START EXCERPTED DATA

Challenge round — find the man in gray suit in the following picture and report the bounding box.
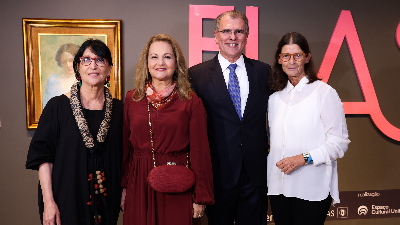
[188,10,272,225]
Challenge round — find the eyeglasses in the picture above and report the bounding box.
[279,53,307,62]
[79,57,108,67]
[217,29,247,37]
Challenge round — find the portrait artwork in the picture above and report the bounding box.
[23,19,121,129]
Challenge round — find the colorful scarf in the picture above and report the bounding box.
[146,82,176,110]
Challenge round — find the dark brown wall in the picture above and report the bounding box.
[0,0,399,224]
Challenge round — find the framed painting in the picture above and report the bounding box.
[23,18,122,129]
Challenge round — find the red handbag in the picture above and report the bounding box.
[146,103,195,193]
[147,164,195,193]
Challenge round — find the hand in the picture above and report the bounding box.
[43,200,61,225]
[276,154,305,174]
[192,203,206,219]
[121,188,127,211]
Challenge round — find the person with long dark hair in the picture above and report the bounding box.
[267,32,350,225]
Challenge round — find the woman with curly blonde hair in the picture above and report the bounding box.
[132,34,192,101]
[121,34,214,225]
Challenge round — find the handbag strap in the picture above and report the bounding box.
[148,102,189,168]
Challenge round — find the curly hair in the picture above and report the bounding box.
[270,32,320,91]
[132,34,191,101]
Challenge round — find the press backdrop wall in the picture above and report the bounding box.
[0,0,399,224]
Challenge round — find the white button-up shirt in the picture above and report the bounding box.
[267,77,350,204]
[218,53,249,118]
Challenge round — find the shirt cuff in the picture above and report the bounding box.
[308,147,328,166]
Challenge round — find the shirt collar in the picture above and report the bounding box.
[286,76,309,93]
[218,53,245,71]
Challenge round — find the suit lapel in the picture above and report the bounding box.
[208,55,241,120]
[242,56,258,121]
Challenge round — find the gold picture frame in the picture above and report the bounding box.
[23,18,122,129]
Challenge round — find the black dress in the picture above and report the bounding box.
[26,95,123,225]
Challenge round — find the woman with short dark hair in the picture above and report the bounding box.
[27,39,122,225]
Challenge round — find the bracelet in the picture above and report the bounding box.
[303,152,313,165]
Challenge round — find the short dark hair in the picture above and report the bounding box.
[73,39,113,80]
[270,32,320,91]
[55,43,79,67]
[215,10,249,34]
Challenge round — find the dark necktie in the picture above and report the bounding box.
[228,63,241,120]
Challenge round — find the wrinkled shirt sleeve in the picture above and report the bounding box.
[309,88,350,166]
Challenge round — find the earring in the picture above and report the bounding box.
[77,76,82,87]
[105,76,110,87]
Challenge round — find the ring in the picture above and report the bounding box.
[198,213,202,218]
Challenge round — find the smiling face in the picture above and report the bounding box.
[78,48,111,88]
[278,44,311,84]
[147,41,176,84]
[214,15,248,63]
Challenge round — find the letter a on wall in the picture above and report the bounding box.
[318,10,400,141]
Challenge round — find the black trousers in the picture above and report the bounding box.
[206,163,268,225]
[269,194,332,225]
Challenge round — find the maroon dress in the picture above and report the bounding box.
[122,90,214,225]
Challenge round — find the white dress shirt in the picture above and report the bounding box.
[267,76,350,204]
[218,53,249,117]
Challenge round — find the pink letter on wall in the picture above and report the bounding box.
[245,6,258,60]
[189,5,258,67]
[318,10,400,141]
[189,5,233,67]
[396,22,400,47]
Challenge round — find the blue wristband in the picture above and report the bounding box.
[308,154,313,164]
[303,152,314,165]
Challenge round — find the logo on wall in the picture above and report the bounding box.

END EXCERPTED DATA
START EXCERPTED DATA

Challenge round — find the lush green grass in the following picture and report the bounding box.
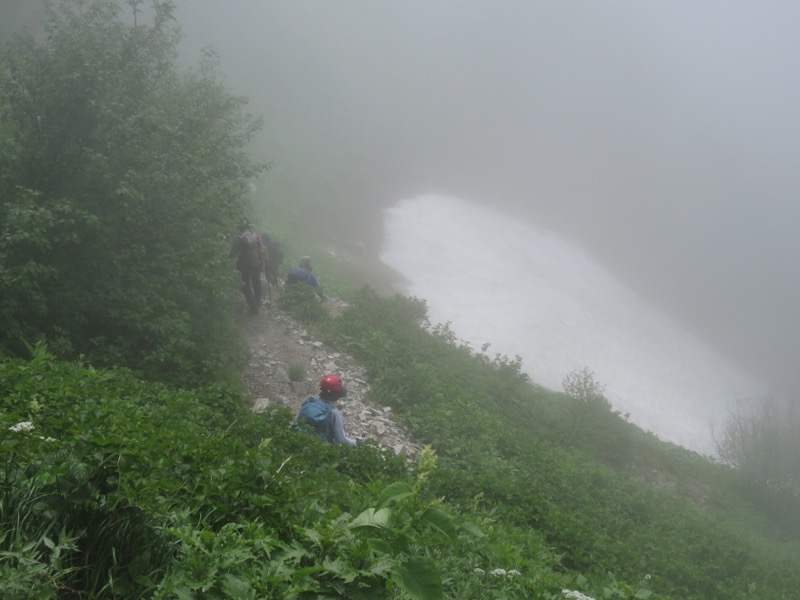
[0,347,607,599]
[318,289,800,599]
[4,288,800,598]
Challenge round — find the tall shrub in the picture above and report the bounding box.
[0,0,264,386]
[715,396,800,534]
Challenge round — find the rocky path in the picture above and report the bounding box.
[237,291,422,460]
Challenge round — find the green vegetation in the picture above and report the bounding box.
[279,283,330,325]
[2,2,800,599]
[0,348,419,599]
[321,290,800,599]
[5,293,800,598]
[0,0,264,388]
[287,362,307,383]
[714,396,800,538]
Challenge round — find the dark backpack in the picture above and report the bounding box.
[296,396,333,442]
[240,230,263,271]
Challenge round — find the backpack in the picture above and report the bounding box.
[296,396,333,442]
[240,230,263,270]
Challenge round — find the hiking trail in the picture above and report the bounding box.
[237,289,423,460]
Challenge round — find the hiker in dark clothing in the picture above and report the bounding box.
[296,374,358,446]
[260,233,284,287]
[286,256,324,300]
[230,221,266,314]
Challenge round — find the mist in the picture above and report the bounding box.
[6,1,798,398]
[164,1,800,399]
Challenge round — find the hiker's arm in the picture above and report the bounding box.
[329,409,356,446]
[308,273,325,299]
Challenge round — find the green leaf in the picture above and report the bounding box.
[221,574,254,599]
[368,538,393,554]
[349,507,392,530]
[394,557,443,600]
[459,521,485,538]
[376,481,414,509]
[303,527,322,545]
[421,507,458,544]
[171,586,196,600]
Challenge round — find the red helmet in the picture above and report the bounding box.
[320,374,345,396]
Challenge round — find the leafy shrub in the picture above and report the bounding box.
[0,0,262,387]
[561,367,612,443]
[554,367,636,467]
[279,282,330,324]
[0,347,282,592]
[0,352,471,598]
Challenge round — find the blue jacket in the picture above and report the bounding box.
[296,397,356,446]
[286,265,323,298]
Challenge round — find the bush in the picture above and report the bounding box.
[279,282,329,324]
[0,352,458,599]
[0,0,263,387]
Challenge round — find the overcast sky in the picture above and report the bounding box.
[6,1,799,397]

END EXCERPTED DATA
START EXCERPTED DATA

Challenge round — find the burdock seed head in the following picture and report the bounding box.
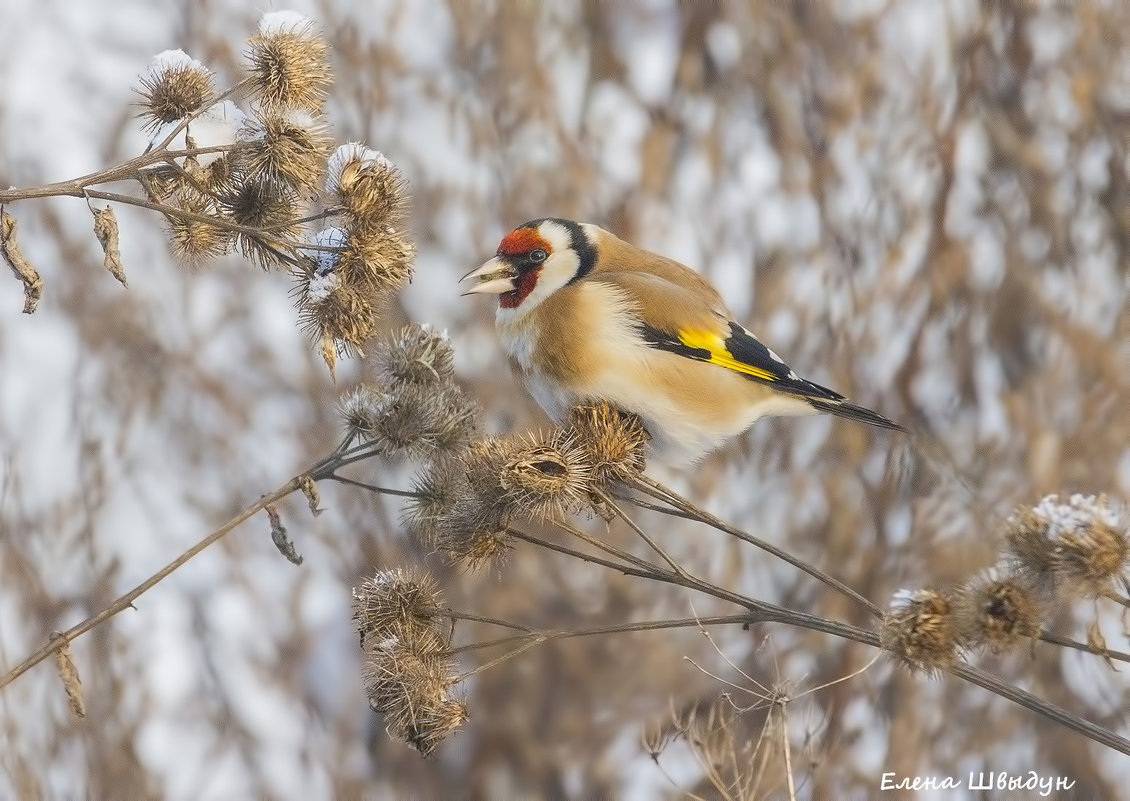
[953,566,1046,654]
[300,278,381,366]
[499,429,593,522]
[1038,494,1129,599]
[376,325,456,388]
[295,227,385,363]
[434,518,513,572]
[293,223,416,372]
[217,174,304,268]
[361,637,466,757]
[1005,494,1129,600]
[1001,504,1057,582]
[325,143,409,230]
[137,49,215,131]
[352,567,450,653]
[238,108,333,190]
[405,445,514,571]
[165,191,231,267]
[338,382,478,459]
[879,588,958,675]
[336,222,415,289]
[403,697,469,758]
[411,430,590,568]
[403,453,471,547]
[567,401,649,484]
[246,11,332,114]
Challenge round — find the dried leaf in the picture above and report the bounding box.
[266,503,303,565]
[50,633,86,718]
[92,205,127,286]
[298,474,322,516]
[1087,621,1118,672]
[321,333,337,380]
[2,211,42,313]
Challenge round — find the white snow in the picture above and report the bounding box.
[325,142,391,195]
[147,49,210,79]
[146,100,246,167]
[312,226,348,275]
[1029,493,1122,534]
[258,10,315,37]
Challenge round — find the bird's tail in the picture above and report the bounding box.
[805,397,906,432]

END EXCERPTED DATA

■ WHAT THE EXERCISE ASKS ■
Only the lines above from the one with "Challenge round — find the maroon" through the one with "Challenge round — find the logo" should be duplicated, character for character.

■ TASK OUTPUT ■
Challenge round — find the maroon dress in the picture above and report the bounding box.
[122,90,214,225]
Challenge round — find the white dress shirt in the picture above and report the bounding box.
[267,76,350,204]
[218,53,249,117]
Challenge round — find the pink letter on wall in the picture above and report the bounding box.
[245,6,258,60]
[189,5,258,67]
[318,10,400,141]
[189,5,233,67]
[396,22,400,47]
Challenge round — find the blue wristband in the picture above and report the bounding box.
[308,154,313,164]
[303,152,314,165]
Challenge round — find the logo on wall in the picture above and report the bounding box.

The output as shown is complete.